— The request —
Could you repeat the stretch from the line containing "segment the chair leg" through the line containing "407L132 411L136 403L136", switching "chair leg" to "stool leg" and leaving everything else unchanged?

— Records supplied —
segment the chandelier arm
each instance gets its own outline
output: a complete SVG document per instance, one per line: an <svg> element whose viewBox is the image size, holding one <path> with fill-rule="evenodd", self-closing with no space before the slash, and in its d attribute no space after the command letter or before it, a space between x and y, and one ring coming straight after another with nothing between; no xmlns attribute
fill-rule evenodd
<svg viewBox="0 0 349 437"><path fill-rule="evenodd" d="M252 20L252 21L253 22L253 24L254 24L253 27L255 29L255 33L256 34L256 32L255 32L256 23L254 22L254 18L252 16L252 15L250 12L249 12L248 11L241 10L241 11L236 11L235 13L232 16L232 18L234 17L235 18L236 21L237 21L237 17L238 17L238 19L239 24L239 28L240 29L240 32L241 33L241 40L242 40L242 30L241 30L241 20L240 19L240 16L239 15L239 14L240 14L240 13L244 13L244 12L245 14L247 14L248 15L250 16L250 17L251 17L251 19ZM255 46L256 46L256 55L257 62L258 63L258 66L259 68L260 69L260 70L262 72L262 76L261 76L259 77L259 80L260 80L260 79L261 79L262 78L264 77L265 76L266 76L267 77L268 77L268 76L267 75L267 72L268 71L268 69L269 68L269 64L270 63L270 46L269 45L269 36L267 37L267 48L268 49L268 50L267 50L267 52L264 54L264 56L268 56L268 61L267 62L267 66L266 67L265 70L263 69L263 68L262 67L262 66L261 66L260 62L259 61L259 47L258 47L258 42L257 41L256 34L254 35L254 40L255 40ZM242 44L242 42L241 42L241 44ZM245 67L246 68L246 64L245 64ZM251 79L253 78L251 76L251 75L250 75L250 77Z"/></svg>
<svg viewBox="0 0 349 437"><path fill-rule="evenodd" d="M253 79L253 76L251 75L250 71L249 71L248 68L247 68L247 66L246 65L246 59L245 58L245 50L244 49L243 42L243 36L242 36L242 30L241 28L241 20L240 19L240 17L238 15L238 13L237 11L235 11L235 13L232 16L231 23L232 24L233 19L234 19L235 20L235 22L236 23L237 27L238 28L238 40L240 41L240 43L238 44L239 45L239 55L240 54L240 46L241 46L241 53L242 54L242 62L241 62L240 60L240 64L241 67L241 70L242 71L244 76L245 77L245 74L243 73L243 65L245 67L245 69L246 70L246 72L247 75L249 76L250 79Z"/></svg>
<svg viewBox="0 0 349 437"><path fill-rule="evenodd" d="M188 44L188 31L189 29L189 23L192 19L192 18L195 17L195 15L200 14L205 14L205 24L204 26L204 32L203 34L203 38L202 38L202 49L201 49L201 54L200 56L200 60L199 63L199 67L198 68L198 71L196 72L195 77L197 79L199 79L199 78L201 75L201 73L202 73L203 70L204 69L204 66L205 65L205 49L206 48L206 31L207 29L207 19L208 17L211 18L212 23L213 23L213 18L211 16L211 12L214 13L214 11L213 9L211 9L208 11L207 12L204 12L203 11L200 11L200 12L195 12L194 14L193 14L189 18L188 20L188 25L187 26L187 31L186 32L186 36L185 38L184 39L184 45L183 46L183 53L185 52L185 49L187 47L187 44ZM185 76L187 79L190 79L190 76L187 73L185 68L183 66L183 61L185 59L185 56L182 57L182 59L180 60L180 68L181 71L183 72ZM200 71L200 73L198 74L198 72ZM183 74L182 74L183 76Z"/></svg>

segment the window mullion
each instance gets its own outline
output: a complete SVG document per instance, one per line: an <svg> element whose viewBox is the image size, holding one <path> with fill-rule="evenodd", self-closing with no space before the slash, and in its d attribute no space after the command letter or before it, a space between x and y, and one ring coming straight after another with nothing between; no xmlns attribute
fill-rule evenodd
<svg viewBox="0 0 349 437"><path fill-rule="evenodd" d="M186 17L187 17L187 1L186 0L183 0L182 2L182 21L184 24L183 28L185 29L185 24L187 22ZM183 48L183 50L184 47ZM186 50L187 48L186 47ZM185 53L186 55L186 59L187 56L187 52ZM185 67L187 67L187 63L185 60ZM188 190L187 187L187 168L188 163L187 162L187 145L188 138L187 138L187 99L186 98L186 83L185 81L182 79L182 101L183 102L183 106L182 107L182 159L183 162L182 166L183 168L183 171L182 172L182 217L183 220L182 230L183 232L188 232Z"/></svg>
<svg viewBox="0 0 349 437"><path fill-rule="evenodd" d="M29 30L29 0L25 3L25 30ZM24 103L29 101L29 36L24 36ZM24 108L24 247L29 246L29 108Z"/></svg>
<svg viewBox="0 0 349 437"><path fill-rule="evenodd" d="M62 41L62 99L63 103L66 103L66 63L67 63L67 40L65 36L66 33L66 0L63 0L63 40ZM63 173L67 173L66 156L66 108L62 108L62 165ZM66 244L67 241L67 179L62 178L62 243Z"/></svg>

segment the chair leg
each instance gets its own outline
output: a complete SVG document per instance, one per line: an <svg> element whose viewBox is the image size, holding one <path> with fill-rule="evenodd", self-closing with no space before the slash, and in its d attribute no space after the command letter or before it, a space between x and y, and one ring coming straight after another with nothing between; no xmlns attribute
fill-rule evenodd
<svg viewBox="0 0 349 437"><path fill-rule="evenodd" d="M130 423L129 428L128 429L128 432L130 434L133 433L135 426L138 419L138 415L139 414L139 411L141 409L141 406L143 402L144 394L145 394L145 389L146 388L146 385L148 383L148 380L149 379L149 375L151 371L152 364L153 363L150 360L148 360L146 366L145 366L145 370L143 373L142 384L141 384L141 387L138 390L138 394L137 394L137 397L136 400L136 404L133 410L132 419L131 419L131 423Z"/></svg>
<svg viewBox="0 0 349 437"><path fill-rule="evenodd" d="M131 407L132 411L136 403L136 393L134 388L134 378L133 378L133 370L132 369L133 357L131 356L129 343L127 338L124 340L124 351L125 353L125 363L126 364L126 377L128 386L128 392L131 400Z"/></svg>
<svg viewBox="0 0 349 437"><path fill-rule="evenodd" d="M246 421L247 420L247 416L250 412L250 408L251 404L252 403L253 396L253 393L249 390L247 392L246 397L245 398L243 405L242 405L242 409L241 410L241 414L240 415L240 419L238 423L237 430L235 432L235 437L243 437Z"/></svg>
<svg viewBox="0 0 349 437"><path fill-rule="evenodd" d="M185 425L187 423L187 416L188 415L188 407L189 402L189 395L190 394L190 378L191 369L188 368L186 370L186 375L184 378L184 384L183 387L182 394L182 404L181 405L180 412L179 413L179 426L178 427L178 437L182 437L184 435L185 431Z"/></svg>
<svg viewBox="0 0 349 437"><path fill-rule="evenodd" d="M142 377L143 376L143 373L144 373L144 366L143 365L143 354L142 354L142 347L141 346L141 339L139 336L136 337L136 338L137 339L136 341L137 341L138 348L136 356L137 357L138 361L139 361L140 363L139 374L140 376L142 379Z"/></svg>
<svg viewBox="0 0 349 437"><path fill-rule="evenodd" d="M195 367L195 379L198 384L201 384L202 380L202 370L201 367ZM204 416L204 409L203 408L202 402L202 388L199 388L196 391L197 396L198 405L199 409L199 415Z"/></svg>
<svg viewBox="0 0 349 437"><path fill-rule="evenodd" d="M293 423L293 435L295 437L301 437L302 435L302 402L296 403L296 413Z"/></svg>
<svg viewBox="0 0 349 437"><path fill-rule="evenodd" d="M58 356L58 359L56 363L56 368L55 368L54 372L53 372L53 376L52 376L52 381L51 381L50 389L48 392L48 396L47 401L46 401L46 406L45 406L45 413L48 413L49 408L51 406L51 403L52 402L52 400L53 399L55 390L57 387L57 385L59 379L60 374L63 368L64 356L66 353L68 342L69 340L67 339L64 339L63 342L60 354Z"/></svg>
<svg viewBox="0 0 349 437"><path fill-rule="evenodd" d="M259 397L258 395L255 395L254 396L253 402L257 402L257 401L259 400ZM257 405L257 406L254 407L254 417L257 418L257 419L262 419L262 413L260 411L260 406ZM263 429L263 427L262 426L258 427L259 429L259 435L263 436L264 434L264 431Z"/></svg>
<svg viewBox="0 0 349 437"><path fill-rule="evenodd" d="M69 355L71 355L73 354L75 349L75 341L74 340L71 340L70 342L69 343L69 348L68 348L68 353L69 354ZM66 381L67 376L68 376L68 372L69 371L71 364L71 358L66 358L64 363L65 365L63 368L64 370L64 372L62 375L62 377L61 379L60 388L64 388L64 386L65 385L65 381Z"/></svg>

— Result for this task —
segment the stool leg
each instance gets its own outline
output: a complete SVG document per instance, one per line: an <svg> element whose viewBox is the image size, holding one <path> with fill-rule="evenodd", self-closing with no space before the slash, and in its d attribute no space after the command letter or before it, a space between x and y, and one ring coming straight after another with nothing between; no xmlns attribute
fill-rule evenodd
<svg viewBox="0 0 349 437"><path fill-rule="evenodd" d="M130 423L129 428L128 429L128 432L130 434L133 433L135 426L138 419L138 415L139 414L139 411L141 409L141 406L143 402L144 394L145 394L145 389L146 388L146 385L148 383L148 380L149 379L149 375L151 371L152 364L153 363L150 360L148 360L146 366L145 366L145 370L143 373L142 384L141 384L141 387L138 390L138 394L137 394L137 397L136 400L136 404L133 410L132 419L131 419L131 423Z"/></svg>
<svg viewBox="0 0 349 437"><path fill-rule="evenodd" d="M131 407L132 411L136 403L136 393L134 388L134 378L133 378L133 370L132 369L133 357L131 356L129 343L127 338L124 340L124 351L125 353L125 363L126 364L126 377L128 386L128 392L131 400Z"/></svg>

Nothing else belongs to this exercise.